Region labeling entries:
--- Begin ---

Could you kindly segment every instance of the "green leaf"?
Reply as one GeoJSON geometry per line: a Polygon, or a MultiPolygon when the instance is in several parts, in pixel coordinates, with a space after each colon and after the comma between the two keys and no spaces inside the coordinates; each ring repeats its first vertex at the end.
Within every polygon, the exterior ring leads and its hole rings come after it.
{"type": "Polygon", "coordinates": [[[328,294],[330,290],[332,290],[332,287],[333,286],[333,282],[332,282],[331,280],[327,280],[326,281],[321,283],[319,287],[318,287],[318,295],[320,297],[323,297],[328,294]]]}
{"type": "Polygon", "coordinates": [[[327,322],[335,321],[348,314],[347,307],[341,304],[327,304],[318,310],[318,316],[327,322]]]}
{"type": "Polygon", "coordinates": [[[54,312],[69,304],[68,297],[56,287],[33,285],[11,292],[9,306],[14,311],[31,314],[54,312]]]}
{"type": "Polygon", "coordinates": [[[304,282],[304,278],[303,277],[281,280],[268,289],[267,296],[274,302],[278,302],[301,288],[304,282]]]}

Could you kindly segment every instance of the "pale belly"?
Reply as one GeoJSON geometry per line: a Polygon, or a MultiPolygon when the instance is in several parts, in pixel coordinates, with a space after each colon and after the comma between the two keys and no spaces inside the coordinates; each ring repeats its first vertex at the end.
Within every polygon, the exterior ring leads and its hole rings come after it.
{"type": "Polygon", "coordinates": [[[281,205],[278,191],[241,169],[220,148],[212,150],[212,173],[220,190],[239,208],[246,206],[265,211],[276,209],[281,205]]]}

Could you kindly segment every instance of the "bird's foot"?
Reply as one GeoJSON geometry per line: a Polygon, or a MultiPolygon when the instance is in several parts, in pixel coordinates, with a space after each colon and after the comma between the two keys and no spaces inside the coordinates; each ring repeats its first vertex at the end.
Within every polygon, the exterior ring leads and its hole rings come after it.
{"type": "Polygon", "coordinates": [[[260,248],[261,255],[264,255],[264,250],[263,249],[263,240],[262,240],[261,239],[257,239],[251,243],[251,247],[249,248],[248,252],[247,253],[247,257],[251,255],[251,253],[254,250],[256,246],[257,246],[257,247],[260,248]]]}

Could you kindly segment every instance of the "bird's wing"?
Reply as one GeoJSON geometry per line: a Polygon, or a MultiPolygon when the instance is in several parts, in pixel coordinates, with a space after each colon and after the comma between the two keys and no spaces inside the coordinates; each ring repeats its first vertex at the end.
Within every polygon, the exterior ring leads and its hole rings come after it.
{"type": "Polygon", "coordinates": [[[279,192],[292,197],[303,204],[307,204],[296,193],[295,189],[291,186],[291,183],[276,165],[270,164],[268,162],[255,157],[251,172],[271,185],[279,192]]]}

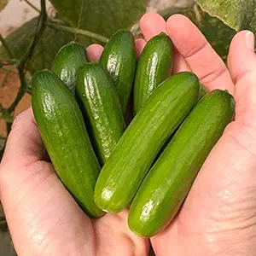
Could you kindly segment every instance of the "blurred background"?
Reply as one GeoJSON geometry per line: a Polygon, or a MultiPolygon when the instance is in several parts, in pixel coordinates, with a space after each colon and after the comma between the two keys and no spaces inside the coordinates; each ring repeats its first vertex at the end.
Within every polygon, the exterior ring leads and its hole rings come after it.
{"type": "MultiPolygon", "coordinates": [[[[256,32],[254,0],[0,0],[0,160],[15,115],[31,105],[31,78],[65,44],[104,46],[119,28],[142,37],[140,17],[188,16],[225,61],[237,31],[256,32]]],[[[15,255],[0,203],[0,255],[15,255]]],[[[152,254],[153,255],[153,254],[152,254]]]]}

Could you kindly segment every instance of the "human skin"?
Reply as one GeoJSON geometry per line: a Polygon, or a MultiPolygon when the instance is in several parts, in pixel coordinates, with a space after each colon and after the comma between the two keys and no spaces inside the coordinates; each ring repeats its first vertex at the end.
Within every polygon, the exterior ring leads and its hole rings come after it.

--- End ---

Given problem: Pick out every line of the material that contains the string "segment", matching case exactly, and copy each of those lines in full.

Output for this task:
Could you kindly segment every instance of the "green leaf"?
Could you kindly segment every instance of the "pale belly"?
Could you kindly segment every instance of the "bird's foot"?
Could you kindly segment every instance of the "bird's wing"?
Could you kindly segment every instance of the "blurred background"?
Could you kindly segment every instance of the "human skin"?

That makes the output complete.